Consignes |
(a) Répondez à ces questions à partir de l'extrait sur Yasar Nasery :
(i) Par quel moyen de transport Yasar Nasery est-il arrivé à Genève ?
(ii) Quelle part des demandes d'asile venait de mineurs non accompagnés il y a cinq ans ?
(iii) Dans quel canton se trouve Oberwil ?
(b) Dans l'extrait sur Yasar Nasery, reformulez sous forme de liste le paragraphe commençant par « Comme tous les demandeurs d'asile » en gardant ses faits principaux.
(c) D'après l'extrait sur Yasar Nasery, pourquoi le jeune homme a-t-il fui Kaboul ?

Extrait du texte |
Lea Hartmann, Stefan Bohrer

Il a couru, nagé, voyagé en voiture et dans la soute d'un camion. La fuite de l'Afghanistan vers la Suisse a conduit Yasar Nasery, 19 ans, à travers une dizaine de pays. Environ un an après avoir quitté sa ville natale de Kaboul, le jeune homme, alors âgé de 16 ans, est arrivé en train à Genève au milieu de l'été 2020. Au bout de la Rade, il a déposé une demande d'asile.

À son arrivée au centre de requérants, Yasar Nasery était ce qu'on appelle un RMNA: un requérant d'asile mineur non accompagné. Leur nombre a massivement augmenté au cours des deux dernières années. 989 enfants et adolescents non accompagnés ont déposé une demande d'asile en 2021. En 2022, leur nombre a été multiplié par envrion 2,5. Et il continue d'augmenter.

«J'avais peur d'être arrêté»

Une demande d'asile sur dix provient d'enfants ou d'adolescents qui sont arrivés en Suisse sans leurs parents ou d'autres adultes accompagnants. Il y a cinq ans, ce chiffre n'était que de 4%, et il y a dix ans, d'à peine 2%. La plupart d'entre eux sont, comme Yasar Nasery, de jeunes Afghans âgés de 16 à 17 ans.

Selon Yasar Nasery, c'est par hasard qu'il a atterri en Suisse. Lorsqu'il a tourné le dos à Kaboul, il n'avait pas de but. L'essentiel était de partir: «La fuite n'était pas prévue.» Il raconte qu'il s'est fait attraper alors qu'il était avec sa petite amie. Quelqu'un aurait signalé ce comportement contraire aux bonnes mœurs aux autorités. «J'avais peur d'être arrêté et éventuellement tué en prison», se rappelle-t-il.

«C'était difficile au début»

Comme tous les demandeurs d'asile, Yasar Nasery est d'abord arrivé en Suisse dans un centre de requérants de la Confédération. Plus tard, il a vécu pendant une courte période dans un foyer pour jeunes non accompagnés à Oberwil, dans le canton de Bâle-Campagne. De là, il n'y a que quelques minutes à pied jusqu'au bloc d'habitation dans lequel le jeune Afghan vit aujourd'hui. Un lit pour dormir, une table pour manger, un petit canapé: ce studio austère au deuxième étage est sa maison depuis novembre dernier.

Données extraites |

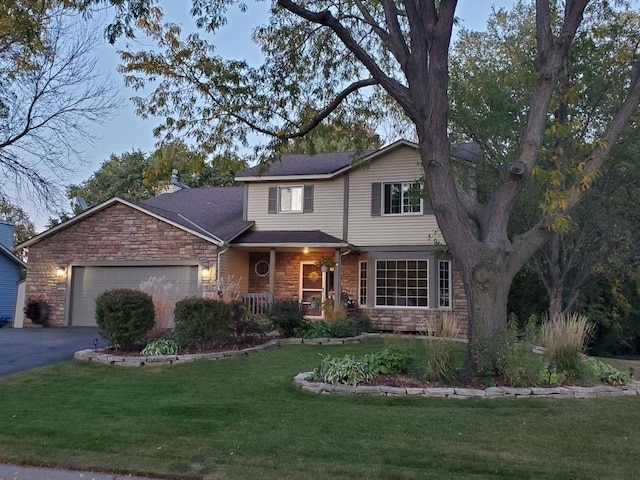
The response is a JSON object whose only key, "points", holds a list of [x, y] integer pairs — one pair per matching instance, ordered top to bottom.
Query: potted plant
{"points": [[325, 263], [315, 301]]}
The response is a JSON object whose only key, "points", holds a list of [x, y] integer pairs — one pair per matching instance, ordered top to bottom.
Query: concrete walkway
{"points": [[16, 472]]}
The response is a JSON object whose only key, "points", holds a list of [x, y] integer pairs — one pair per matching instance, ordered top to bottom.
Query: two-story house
{"points": [[366, 212]]}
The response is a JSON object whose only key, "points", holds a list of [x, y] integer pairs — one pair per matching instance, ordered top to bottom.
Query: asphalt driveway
{"points": [[26, 348]]}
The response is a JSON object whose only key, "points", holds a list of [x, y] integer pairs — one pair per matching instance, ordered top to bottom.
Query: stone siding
{"points": [[118, 233], [408, 319]]}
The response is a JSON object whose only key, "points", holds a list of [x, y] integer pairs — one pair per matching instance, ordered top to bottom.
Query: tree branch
{"points": [[395, 88]]}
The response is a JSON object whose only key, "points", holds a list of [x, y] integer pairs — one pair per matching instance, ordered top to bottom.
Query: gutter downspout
{"points": [[219, 267]]}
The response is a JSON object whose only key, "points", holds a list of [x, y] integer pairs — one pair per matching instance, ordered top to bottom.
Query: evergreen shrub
{"points": [[124, 316]]}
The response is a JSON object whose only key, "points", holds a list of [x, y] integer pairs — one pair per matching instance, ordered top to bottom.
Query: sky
{"points": [[127, 132]]}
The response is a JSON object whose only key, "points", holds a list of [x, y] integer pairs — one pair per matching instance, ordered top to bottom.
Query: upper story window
{"points": [[398, 198], [402, 198], [290, 199]]}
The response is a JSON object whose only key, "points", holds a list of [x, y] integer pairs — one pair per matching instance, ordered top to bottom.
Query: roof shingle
{"points": [[214, 211]]}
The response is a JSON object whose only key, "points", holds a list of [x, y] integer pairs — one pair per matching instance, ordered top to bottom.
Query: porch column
{"points": [[272, 271], [337, 284]]}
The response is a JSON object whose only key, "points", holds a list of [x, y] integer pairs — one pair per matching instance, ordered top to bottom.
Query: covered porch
{"points": [[308, 266]]}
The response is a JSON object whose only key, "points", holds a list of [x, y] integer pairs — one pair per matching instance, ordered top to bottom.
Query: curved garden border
{"points": [[302, 379]]}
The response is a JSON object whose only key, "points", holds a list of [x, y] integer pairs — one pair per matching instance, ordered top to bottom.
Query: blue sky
{"points": [[127, 132]]}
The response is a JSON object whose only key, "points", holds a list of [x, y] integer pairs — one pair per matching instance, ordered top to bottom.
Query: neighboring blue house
{"points": [[10, 267]]}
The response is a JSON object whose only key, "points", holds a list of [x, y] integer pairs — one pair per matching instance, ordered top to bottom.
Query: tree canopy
{"points": [[51, 93]]}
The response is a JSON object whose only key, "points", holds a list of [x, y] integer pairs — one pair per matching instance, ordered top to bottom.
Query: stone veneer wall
{"points": [[118, 233], [287, 285], [405, 319]]}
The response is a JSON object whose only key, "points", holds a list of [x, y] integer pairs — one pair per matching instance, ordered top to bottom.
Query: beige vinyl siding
{"points": [[400, 165], [327, 215], [234, 266]]}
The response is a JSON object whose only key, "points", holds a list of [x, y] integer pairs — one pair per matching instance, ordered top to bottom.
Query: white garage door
{"points": [[89, 282]]}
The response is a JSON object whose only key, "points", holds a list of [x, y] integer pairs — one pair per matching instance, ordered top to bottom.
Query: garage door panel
{"points": [[89, 282]]}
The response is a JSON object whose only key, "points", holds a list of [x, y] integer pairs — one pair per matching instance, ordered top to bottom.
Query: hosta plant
{"points": [[160, 346]]}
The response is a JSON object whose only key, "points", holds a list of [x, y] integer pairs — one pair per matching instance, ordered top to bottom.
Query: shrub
{"points": [[37, 310], [124, 316], [287, 316], [202, 322], [245, 323], [343, 328], [315, 329], [564, 339], [160, 346], [390, 360], [515, 361], [439, 365], [346, 370], [606, 373]]}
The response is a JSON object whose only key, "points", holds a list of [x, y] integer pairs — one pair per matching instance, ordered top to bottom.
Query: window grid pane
{"points": [[402, 198], [291, 199], [402, 283], [444, 283], [362, 285]]}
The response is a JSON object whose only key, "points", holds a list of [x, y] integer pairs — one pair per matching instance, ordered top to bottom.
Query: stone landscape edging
{"points": [[156, 360], [302, 379]]}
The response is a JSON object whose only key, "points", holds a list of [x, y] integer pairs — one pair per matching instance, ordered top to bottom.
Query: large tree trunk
{"points": [[555, 301]]}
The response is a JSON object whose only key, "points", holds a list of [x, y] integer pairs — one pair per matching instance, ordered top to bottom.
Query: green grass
{"points": [[242, 418]]}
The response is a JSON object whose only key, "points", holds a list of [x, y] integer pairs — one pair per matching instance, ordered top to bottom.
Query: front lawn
{"points": [[242, 418]]}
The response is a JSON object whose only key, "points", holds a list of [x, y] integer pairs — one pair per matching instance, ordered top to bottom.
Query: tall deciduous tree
{"points": [[329, 56], [48, 101], [24, 227], [583, 246]]}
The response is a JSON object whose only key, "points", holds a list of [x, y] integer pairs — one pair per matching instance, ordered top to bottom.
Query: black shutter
{"points": [[273, 199], [376, 200], [307, 206], [427, 208]]}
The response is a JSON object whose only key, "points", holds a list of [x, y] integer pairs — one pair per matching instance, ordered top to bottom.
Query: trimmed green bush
{"points": [[37, 310], [124, 316], [287, 316], [202, 323], [341, 328], [160, 346], [389, 360], [346, 371]]}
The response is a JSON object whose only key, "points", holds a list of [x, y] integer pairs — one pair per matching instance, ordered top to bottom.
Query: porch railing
{"points": [[257, 303]]}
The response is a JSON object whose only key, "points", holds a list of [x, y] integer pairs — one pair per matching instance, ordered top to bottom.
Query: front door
{"points": [[312, 282]]}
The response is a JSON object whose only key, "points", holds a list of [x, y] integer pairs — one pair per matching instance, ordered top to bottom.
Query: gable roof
{"points": [[303, 164], [328, 165], [190, 210], [216, 211], [291, 238], [10, 255]]}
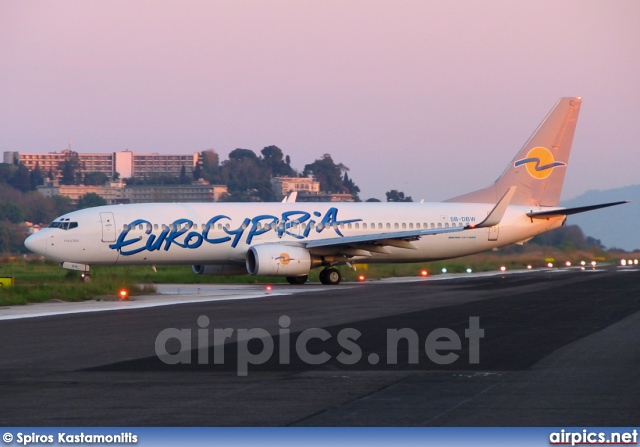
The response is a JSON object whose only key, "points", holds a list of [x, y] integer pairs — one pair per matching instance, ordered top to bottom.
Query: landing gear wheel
{"points": [[330, 277], [297, 280]]}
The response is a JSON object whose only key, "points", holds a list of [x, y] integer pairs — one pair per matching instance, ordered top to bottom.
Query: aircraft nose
{"points": [[37, 243]]}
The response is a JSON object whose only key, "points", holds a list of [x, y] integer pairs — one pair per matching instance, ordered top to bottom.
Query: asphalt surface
{"points": [[558, 349]]}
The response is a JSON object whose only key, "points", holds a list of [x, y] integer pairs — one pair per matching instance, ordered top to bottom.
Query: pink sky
{"points": [[430, 97]]}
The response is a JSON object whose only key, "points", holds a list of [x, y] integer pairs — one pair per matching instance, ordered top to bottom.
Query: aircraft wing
{"points": [[569, 211], [396, 238]]}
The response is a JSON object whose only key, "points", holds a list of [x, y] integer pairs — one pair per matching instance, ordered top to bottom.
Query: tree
{"points": [[274, 161], [210, 163], [70, 169], [328, 174], [36, 177], [245, 177], [96, 178], [184, 178], [21, 179], [351, 187], [397, 196], [89, 200], [61, 205], [11, 212]]}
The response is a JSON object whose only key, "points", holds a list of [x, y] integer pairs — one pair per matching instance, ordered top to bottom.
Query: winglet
{"points": [[291, 197], [570, 211], [496, 214]]}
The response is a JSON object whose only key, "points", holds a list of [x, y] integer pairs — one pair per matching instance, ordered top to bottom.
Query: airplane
{"points": [[288, 238]]}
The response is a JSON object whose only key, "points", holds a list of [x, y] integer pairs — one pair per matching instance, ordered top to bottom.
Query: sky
{"points": [[433, 98]]}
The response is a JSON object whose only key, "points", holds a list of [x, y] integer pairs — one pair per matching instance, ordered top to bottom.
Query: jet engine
{"points": [[279, 260]]}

Réponses |
(a)
(i) En train.
(ii) 4 %.
(iii) Dans le canton de Bâle-Campagne.

(b)
- Yasar Nasery est d'abord arrivé dans un centre de requérants de la Confédération, comme tous les demandeurs d'asile.
- Il a ensuite vécu peu de temps dans un foyer pour jeunes non accompagnés à Oberwil, dans le canton de Bâle-Campagne.
- Il habite aujourd'hui un bloc d'habitation à quelques minutes à pied de ce foyer.
- Son studio austère, au deuxième étage, comprend un lit, une table et un petit canapé.
- Il y vit depuis novembre dernier.

(c) Il s'est fait attraper avec sa petite amie, et quelqu'un aurait signalé ce comportement aux autorités. Il avait peur d'être arrêté, puis peut-être tué en prison.